------ PROVIDED INFORMATION
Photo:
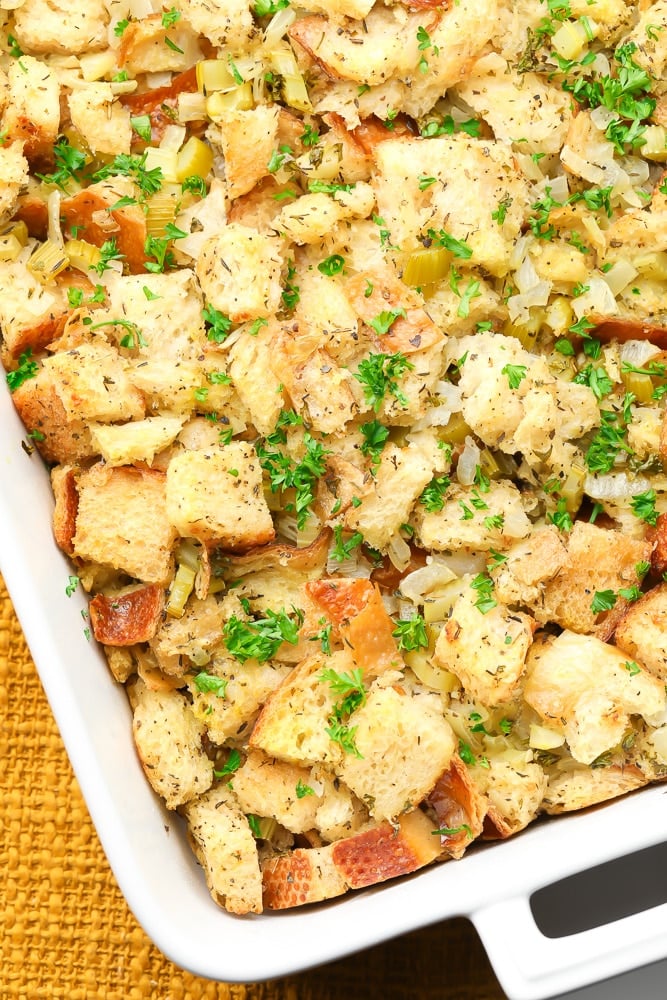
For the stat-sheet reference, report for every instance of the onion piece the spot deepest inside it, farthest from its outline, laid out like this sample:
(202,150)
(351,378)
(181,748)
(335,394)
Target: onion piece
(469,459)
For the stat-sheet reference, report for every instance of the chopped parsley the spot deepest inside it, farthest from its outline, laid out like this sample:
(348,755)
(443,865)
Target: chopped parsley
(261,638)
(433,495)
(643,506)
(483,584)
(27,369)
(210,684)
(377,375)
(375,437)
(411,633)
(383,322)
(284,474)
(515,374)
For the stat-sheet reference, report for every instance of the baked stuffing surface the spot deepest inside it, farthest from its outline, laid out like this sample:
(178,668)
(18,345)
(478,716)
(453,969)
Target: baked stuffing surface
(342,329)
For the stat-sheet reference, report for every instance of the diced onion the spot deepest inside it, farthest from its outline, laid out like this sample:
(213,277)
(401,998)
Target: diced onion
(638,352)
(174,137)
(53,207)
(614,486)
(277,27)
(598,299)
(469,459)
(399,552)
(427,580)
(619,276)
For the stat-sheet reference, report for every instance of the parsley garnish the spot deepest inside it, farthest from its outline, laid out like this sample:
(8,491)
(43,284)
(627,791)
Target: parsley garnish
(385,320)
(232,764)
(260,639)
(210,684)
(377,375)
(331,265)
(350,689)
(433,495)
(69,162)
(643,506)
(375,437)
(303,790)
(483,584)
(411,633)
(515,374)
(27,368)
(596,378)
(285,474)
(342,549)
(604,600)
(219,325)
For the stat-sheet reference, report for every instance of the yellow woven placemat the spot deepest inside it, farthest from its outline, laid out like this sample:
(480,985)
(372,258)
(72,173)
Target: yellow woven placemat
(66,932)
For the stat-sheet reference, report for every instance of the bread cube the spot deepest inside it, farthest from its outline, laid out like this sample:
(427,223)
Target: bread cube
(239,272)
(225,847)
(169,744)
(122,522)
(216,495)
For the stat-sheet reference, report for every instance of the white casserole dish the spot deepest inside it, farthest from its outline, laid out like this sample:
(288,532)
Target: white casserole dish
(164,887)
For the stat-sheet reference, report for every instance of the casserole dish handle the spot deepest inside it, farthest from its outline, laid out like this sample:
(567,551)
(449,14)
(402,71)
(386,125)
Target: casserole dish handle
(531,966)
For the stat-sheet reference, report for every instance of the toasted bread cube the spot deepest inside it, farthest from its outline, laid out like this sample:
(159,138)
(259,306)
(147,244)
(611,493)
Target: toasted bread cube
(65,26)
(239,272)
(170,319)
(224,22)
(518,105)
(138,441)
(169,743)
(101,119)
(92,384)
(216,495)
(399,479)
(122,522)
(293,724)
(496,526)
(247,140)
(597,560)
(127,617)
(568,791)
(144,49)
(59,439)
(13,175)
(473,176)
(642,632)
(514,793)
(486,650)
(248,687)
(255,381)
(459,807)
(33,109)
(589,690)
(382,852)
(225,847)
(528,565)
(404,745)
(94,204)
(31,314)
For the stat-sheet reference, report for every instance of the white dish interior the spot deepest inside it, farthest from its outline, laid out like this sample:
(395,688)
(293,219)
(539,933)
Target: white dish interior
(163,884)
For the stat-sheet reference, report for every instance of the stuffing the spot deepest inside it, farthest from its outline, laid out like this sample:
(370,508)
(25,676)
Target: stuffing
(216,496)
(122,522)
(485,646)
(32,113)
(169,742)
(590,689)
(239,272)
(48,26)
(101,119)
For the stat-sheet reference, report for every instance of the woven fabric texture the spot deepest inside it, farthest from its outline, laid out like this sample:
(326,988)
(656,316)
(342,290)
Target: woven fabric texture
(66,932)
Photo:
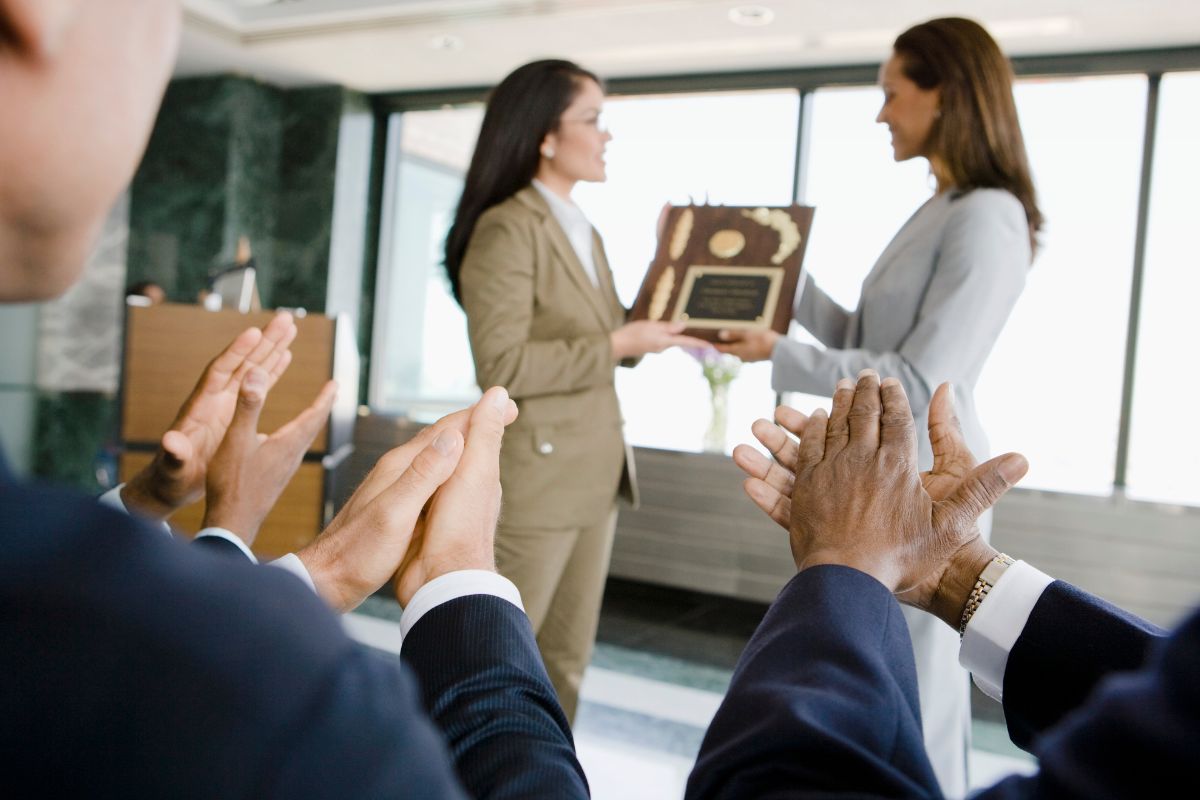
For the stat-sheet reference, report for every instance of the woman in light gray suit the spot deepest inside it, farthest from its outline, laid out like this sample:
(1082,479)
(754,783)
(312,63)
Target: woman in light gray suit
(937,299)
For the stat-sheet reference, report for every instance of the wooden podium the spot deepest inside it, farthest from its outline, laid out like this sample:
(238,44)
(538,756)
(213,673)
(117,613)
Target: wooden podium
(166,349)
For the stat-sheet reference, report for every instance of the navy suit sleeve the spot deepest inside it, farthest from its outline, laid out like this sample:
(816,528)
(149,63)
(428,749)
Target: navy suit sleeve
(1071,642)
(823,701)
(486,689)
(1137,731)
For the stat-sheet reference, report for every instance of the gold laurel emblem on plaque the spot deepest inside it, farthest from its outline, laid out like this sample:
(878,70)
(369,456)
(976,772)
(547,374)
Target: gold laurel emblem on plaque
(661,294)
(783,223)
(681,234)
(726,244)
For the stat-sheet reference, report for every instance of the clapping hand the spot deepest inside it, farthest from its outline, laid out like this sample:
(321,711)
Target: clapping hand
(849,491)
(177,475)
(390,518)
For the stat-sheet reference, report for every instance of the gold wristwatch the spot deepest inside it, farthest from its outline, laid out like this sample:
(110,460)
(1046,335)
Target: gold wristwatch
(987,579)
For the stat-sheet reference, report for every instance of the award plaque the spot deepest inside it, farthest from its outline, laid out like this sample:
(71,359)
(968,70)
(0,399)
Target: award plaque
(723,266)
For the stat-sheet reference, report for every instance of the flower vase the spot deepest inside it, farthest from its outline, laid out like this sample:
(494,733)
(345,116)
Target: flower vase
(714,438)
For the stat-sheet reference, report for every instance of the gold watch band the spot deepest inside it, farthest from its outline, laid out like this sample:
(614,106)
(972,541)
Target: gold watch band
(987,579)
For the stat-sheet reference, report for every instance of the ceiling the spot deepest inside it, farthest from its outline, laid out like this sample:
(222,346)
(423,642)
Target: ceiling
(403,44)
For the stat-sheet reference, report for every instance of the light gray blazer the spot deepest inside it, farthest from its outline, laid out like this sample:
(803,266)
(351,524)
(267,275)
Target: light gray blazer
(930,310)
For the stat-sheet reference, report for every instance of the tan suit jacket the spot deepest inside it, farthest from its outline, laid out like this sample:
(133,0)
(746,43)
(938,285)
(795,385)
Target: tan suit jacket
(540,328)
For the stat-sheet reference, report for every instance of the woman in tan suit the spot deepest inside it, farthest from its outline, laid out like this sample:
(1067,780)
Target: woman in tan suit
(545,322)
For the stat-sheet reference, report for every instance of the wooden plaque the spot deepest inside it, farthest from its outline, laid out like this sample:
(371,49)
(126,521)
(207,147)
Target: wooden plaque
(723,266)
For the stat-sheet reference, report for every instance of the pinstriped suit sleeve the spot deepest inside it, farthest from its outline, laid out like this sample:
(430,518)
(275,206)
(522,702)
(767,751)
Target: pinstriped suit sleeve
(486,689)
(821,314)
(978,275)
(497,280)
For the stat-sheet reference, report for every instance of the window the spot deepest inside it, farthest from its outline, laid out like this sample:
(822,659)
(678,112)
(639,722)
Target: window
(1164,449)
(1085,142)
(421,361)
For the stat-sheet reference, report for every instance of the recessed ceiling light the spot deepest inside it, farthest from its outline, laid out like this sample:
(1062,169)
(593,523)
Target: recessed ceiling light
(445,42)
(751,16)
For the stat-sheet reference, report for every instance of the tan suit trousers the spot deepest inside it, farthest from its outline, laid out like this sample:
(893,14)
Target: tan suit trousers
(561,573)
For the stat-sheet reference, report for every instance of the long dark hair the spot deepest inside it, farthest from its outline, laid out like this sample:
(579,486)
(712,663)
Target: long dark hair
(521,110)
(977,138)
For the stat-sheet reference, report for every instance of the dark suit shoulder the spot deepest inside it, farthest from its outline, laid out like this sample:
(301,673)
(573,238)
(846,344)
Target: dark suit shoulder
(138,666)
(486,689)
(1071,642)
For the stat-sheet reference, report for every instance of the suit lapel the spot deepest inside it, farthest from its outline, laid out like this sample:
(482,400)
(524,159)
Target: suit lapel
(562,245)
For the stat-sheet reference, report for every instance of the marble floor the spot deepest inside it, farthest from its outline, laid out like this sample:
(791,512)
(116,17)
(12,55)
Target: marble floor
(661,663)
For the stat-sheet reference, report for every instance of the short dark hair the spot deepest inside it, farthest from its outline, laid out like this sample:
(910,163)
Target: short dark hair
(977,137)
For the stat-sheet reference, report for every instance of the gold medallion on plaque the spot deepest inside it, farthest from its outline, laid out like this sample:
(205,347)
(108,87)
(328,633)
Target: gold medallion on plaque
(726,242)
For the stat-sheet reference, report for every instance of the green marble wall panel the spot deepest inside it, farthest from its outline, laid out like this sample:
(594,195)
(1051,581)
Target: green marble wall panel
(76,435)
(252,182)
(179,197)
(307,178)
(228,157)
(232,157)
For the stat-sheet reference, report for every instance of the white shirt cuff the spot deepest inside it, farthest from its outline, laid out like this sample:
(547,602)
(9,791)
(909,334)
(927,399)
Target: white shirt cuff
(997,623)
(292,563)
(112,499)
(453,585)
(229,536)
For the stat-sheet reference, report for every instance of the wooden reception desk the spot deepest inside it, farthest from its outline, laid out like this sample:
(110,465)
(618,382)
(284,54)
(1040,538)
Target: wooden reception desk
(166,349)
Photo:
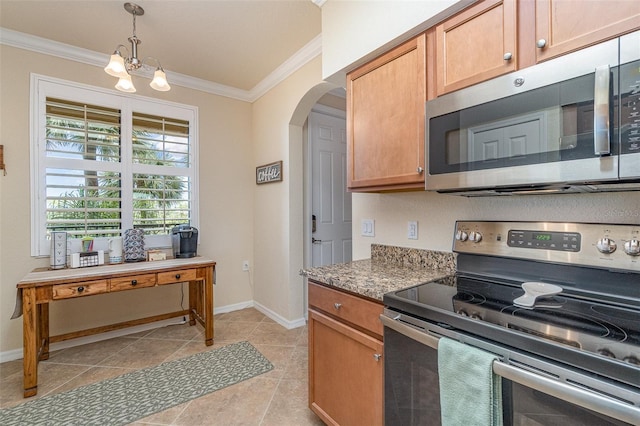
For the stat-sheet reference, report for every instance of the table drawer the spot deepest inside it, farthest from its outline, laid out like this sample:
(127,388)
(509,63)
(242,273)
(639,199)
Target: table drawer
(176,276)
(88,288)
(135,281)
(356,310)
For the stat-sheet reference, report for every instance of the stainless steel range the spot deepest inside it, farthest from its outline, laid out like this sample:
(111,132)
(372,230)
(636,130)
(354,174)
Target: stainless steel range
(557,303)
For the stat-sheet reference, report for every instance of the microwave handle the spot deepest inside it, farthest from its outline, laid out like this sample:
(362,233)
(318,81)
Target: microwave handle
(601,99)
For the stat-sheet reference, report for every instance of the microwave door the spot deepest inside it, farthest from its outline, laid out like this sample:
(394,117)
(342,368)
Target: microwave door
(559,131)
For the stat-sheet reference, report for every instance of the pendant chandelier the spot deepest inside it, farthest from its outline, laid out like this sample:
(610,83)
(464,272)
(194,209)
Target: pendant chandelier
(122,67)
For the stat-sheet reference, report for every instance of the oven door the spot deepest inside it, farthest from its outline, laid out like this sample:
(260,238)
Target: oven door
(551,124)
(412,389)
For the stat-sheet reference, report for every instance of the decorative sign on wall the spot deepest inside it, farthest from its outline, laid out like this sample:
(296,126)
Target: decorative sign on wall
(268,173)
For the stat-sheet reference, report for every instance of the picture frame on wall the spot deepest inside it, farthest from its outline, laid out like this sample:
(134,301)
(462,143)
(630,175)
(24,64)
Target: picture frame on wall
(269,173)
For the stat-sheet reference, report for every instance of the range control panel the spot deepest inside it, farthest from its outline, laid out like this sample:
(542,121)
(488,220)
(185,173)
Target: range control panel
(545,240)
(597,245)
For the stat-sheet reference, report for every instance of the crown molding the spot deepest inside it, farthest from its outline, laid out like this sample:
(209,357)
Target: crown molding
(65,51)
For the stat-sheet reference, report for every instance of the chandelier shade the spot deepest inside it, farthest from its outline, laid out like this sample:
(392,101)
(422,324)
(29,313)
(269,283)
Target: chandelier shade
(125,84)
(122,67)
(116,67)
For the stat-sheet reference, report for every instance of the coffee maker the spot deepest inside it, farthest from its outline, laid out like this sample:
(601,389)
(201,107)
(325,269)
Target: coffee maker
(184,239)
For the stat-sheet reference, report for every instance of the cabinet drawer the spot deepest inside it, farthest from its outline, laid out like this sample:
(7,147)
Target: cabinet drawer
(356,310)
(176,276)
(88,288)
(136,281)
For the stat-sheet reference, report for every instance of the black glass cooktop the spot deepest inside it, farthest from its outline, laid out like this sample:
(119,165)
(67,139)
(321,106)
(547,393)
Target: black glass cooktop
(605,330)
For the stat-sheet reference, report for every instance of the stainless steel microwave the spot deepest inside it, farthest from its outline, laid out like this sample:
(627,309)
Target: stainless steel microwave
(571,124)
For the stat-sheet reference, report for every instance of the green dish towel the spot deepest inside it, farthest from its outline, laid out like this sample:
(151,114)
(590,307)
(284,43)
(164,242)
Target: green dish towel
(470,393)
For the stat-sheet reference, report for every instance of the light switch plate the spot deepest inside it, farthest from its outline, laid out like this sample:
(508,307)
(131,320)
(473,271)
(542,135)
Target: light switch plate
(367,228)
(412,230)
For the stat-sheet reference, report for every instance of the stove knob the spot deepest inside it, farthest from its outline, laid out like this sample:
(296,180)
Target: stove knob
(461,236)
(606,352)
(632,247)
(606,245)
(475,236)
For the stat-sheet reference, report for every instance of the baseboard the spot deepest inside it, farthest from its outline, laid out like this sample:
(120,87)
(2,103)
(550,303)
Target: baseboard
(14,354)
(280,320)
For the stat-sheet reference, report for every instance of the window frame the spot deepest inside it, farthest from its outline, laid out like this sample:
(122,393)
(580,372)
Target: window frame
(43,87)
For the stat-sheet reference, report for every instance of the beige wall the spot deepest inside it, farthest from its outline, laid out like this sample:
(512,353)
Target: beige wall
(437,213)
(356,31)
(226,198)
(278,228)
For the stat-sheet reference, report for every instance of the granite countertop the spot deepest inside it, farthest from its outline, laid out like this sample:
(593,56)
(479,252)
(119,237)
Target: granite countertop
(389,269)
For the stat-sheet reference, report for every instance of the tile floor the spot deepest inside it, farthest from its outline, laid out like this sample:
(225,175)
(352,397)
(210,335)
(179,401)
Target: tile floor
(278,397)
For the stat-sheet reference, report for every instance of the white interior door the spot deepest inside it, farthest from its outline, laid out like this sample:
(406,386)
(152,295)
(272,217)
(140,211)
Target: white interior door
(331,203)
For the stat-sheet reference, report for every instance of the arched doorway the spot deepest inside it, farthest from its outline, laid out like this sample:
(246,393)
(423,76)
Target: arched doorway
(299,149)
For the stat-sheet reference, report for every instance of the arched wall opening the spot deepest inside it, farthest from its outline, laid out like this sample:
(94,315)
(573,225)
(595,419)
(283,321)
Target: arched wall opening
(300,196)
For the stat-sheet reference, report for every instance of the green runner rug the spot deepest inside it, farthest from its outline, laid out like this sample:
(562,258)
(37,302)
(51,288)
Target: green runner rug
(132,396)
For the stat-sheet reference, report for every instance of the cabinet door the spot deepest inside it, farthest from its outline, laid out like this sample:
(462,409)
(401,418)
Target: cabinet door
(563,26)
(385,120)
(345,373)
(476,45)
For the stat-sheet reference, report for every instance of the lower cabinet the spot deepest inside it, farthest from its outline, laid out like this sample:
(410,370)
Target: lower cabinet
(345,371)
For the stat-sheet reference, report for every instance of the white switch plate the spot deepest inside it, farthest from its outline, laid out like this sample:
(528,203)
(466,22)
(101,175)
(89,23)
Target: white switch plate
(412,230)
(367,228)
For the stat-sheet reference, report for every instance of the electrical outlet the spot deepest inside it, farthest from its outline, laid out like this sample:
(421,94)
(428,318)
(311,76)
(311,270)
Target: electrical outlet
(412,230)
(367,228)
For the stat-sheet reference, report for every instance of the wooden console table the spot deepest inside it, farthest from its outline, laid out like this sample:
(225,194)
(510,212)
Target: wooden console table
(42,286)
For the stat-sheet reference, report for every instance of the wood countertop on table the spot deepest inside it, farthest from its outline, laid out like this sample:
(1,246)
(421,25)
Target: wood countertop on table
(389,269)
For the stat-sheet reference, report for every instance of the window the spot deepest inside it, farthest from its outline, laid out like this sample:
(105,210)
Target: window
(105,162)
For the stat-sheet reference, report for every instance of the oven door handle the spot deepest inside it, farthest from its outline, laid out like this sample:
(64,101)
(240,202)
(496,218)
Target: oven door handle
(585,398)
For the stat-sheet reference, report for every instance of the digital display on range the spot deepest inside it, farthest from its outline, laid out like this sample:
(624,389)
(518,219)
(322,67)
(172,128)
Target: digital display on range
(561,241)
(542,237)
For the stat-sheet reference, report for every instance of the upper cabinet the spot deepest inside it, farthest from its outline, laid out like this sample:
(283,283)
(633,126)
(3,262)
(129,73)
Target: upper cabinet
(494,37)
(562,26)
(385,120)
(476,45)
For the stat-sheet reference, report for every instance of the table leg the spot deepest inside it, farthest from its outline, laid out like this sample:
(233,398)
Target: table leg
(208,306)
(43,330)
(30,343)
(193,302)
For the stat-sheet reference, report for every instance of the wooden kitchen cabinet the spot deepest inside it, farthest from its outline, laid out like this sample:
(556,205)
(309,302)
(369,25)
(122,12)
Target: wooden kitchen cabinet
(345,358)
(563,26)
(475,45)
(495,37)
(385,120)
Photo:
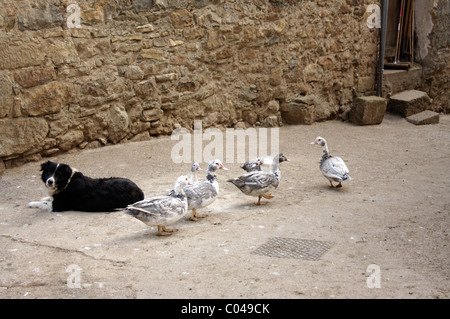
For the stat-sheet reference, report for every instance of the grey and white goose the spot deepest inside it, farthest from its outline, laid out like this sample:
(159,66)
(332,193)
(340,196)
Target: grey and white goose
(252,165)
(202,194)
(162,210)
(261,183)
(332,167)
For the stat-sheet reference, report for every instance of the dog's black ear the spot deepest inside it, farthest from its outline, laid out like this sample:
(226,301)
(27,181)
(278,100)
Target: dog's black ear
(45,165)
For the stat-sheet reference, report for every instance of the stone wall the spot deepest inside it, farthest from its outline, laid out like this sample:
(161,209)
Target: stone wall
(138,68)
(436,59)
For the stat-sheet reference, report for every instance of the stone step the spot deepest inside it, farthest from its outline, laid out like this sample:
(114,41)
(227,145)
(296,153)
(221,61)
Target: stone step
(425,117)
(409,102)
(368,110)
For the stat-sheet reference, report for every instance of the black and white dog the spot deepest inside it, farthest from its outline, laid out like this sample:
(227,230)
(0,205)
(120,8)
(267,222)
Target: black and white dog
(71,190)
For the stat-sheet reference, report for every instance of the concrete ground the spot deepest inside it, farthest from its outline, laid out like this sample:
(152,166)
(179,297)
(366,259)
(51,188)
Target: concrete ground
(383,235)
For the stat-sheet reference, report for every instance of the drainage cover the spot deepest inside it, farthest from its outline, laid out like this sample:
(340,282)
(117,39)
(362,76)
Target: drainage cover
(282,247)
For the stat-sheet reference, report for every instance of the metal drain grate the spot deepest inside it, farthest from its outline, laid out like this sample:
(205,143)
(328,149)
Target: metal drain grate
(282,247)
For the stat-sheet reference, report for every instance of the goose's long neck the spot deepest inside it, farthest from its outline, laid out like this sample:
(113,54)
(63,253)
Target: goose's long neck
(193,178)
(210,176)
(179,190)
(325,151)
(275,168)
------------
→ DIRECTIVE: Every line from the line containing "the stone wall" to the last line of the material above must be repeated exactly, and no other line.

→ REPLY:
For the stat-sheet reference, report for every instance of the stone wall the spot deepest inside it, farthest from its outline, laid out like this sample:
(161,209)
Target: stone wall
(138,68)
(436,59)
For the stat-sheet reference, report for every instance of the stone step the spot deepest inside it, farthest from its outline, laid out like this sample:
(114,41)
(227,145)
(296,153)
(221,61)
Target: stone step
(425,117)
(409,102)
(368,110)
For the stat-sheet reference, report for every instance of the black and white dog the spot deepest inside it, farthest from its outline, laid out like this sample:
(227,230)
(0,205)
(120,8)
(267,222)
Target: black and white dog
(71,190)
For the stat-sheet reference, report for every instance of the concrete ground the spot deepest inside it, farthest from its outline, laid out like this sample:
(152,166)
(179,297)
(366,259)
(51,188)
Target: concrete ground
(383,235)
For the stat-sheet reference, report for every instance of the drainage cover the spot deepest inside it, farthest from its outline, laid out like this sample:
(340,282)
(117,39)
(362,76)
Target: drainage cover
(282,247)
For the stat-sheet reference, report for every instance of the metal drain grate the spot deepest inside it, farthest from its outline, laid out like this sample:
(205,143)
(328,149)
Target: metal drain grate
(282,247)
For the stat-sheet reference, report for every instance of the goose's long neck the spot deepest inside it, farthest from its outline, laid out like this sample:
(113,54)
(63,253)
Target: goose's long neck
(193,178)
(210,176)
(179,190)
(325,151)
(275,168)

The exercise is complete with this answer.